● Passage to read:
========================

Agenus mortgages some vaccine royalties for $115M in R&D cash

Agenus ($AGEN) is trading away future royalties on a GlaxoSmithKline ($GSK)-partnered vaccine adjuvant in exchange for up to $115 million, planning to invest the proceeds in its growing pipeline of immuno-oncology treatments.

Under a royalty financing deal, Agenus will hand over the rights to QS-21, used alongside GSK vaccines for malaria and shingles, to an investor group led by Oberland Capital for a $100 million loan, recouping another $15 million if and when the shingles vaccine wins FDA approval.

In a novel twist, GSK's future royalty disbursements will serve as Agenus' principal and cover payments on the debt, which accrues interest at 13.5% per year. If and when GSK's payouts satisfy the loan terms, Agenus will regain full rights to QS-21; if the adjuvant doesn't live up to its potential after 12 years, the company will have to pay its financiers the difference.

For Agenus, the deal is a means of leveraging the long-term value of a late-stage asset in order to invest in some potentially more lucrative early-stage ones, particularly in the fast-growing field of immuno-oncology. With the loaned cash, Agenus plans to advance a slew of preclinical antibodies designed to use the body's natural defenses to fight off tumors, a pipeline that includes inhibitors of PD-1 and CTLA-4.

Agenus has gradually shifted its focus toward immuno-oncology over the past few years, buying up new technologies to flesh out its cancer pipeline.

Back in early 2014, the company had just $25 million in the bank and was trading at less than $3 a share after a GSK-related clinical setback. Pivoting away from traditional vaccine development, the company paid $10 million in cash and promised $40 million more to acquire a company called 4-Antibody and its discovery platform. Agenus quickly parlayed that deal into a $100 million oncology agreement with Merck ($MRK) months later, and by early 2015 Incyte ($INCY) had come along with a partnership worth up to $410 million.

========================

● What is needed: Continue the article on Agenus's QS-21 royalty financing deal from where it stops.

● Dataset excerpts:
========================

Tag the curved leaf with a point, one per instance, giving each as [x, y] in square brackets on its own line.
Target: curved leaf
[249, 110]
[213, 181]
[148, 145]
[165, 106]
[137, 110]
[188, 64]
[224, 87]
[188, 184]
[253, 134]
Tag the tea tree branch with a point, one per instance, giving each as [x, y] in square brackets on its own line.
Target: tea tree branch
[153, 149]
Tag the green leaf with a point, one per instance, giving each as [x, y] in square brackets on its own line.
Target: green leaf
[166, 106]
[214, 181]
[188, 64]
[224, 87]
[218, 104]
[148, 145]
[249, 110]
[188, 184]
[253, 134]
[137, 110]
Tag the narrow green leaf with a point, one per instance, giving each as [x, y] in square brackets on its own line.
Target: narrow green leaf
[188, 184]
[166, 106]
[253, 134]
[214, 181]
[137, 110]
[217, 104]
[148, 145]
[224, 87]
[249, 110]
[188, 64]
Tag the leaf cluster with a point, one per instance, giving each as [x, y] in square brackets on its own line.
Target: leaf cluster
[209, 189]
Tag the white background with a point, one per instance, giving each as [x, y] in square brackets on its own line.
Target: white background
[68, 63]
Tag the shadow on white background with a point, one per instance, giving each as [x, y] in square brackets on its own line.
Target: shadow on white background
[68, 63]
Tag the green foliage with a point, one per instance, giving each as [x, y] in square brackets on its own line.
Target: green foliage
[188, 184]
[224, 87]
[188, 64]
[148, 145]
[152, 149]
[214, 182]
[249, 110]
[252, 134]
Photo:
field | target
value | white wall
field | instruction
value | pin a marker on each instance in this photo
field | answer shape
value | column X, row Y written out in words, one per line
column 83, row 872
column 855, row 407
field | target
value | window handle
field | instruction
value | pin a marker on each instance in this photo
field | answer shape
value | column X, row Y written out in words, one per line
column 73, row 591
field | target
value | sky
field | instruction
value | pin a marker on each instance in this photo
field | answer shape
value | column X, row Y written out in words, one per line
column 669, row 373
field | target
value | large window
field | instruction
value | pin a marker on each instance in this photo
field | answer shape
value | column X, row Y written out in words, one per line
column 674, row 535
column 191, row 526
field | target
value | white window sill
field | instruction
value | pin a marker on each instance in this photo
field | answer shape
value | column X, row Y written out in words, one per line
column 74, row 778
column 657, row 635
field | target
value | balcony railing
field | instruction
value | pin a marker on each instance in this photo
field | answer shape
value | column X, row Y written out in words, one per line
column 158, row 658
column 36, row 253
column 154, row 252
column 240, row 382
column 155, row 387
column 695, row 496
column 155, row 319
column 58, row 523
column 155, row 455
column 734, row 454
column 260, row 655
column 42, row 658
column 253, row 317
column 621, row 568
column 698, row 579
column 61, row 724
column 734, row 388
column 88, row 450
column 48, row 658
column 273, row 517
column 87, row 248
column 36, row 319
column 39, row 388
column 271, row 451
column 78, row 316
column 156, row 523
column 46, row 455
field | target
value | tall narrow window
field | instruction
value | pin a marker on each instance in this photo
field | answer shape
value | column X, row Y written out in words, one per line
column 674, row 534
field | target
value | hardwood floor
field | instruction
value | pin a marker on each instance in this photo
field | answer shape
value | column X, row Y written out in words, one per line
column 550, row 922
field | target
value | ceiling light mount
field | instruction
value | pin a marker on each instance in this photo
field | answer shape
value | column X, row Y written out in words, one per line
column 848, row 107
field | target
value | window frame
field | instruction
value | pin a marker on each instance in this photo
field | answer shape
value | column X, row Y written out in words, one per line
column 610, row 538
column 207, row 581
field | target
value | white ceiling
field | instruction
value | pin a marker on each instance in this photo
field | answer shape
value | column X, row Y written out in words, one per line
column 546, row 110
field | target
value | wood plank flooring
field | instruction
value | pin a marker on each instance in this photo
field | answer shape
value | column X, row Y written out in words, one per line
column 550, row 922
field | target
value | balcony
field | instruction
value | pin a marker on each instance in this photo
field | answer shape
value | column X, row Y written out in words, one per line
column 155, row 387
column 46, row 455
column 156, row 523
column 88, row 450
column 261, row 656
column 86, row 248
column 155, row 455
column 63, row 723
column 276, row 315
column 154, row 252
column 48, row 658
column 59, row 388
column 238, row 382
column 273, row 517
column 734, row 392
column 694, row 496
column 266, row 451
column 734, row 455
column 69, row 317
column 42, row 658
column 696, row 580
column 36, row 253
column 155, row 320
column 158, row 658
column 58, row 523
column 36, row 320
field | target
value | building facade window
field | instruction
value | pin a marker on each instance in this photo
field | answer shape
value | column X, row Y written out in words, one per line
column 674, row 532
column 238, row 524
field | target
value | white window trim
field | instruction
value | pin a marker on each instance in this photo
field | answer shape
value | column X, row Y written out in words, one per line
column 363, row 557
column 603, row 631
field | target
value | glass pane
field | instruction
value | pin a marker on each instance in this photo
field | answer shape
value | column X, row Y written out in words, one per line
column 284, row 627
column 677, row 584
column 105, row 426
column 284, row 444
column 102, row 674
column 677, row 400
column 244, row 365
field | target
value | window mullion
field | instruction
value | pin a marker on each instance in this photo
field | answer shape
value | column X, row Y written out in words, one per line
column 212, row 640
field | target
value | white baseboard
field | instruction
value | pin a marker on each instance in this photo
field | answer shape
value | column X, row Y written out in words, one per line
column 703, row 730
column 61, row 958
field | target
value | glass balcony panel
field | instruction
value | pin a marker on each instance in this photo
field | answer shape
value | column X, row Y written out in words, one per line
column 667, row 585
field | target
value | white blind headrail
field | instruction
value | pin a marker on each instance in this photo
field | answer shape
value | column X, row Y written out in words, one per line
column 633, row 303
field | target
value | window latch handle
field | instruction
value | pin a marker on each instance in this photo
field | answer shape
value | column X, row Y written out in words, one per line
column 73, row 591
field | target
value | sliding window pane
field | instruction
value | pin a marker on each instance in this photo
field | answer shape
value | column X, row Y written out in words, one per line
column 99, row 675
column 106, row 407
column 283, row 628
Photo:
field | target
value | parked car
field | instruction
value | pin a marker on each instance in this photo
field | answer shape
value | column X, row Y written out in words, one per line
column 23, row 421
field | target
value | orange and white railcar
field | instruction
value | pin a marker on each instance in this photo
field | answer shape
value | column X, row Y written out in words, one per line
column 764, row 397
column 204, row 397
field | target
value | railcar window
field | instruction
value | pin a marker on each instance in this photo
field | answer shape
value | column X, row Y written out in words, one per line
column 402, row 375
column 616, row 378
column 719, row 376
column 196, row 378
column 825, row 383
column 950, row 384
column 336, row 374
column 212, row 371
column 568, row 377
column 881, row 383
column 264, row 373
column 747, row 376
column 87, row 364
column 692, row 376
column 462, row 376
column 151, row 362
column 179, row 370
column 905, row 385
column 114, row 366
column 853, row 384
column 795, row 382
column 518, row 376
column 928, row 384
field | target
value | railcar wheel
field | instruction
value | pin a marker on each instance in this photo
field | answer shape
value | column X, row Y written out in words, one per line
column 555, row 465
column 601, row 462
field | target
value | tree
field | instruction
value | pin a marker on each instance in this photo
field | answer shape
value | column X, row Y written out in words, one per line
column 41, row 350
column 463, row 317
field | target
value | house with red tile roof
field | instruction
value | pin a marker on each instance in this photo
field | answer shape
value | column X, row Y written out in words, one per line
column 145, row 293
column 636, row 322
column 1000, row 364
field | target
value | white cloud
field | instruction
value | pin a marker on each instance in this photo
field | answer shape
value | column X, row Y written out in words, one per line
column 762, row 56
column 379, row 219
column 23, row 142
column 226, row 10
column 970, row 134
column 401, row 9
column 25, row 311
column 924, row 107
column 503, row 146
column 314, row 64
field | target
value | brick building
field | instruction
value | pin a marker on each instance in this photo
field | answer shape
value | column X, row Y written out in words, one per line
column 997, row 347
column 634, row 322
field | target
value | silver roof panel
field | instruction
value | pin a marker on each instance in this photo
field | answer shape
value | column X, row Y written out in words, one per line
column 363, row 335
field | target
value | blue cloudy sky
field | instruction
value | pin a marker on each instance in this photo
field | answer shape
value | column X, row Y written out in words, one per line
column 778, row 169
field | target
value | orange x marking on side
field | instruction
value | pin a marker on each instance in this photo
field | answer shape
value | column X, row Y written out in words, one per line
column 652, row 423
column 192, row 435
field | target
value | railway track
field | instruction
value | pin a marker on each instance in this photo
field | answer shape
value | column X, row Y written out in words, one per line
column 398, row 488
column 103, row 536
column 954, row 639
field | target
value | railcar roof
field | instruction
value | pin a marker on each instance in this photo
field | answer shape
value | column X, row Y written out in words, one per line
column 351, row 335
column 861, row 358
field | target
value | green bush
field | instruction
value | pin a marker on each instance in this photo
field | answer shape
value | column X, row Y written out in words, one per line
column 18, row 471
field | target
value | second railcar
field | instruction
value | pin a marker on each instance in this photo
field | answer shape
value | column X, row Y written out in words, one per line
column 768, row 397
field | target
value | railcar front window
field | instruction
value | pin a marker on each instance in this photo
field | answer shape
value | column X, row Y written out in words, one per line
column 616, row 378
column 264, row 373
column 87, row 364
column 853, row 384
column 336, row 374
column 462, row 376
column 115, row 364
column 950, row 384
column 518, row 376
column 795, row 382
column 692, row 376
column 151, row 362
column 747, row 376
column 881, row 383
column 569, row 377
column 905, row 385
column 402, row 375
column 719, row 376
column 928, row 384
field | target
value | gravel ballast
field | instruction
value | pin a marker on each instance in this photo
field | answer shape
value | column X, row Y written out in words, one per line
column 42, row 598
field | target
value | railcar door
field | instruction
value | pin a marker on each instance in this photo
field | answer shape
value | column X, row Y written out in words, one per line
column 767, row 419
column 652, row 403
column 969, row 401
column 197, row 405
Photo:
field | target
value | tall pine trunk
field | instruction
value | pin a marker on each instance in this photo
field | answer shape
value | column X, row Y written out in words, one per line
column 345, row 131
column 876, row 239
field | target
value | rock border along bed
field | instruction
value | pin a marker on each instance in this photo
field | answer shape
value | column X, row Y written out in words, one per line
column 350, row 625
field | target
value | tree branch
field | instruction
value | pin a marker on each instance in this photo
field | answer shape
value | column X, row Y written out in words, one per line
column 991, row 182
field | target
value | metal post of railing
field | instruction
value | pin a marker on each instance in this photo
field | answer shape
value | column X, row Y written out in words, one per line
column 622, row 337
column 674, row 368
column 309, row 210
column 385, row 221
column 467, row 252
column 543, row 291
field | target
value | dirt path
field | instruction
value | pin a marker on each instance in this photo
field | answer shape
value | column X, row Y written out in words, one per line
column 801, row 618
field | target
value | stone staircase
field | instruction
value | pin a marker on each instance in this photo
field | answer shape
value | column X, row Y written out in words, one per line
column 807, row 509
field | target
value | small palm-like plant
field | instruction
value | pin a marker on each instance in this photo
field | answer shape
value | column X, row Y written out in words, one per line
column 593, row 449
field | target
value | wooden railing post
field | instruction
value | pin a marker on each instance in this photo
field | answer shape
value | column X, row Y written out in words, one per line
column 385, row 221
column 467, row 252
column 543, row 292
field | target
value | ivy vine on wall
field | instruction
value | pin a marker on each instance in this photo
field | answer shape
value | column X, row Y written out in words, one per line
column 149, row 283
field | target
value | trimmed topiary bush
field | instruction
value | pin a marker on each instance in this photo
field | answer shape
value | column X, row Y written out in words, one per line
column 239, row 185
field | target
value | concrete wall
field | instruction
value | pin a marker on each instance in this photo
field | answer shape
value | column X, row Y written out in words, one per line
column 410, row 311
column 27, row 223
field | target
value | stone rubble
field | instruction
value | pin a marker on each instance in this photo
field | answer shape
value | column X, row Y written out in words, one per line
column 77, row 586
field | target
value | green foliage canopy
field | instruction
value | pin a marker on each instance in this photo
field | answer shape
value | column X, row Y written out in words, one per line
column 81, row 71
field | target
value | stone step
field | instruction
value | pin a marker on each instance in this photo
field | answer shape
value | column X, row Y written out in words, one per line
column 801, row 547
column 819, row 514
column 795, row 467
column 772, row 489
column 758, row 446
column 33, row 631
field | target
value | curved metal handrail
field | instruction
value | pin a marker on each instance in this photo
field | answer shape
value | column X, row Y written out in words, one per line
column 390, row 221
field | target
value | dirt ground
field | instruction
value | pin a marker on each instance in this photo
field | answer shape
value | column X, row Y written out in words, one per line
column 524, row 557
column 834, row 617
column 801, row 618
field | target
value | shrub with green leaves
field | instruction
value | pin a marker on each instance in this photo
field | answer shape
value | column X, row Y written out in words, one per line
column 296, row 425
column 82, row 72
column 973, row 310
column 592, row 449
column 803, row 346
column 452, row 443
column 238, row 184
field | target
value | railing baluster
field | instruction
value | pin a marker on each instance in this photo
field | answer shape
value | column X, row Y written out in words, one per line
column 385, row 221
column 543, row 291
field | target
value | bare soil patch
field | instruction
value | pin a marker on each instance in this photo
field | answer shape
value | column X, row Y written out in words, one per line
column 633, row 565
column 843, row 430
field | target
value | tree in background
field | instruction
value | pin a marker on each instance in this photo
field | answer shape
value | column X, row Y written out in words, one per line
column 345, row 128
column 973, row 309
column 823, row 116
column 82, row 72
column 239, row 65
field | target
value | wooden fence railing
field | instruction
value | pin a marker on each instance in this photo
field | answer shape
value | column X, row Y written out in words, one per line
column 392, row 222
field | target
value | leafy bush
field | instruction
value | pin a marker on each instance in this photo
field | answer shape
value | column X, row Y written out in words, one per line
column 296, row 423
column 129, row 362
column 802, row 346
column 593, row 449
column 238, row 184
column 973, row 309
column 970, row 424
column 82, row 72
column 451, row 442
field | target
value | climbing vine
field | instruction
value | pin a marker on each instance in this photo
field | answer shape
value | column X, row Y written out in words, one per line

========================

● Expected output:
Now the Lexington, MA, biotech is looking at about $210 million in net cash, expecting to net $78 million from the loan. That creates enough of a war chest to move its cancer pipeline forward, the company said.

Leading the way is the wholly owned Prophage, an oncology vaccine in midstage development for brain cancer. And in immuno-oncology, Agenus held onto full rights to its preclinical PD-1 and CTLA-4 programs and is splitting costs and profits 50-50 with Incyte on the GITR and OX40 antibodies. The plan going forward is to get Prophage into Phase III by the end of this year and file four checkpoint INDs by the end of 2016, the company said.

On the whole, Agenus has more than doubled its market value since the 4-Antibody acquisition, and CEO Garo Armen said the company's best days remain ahead.

"We've been in this for 21 years. As the Irish say, it's not for the faint-hearted," Armen said. "Twenty-one years is a long time, but now the pieces of the puzzle have come together for us."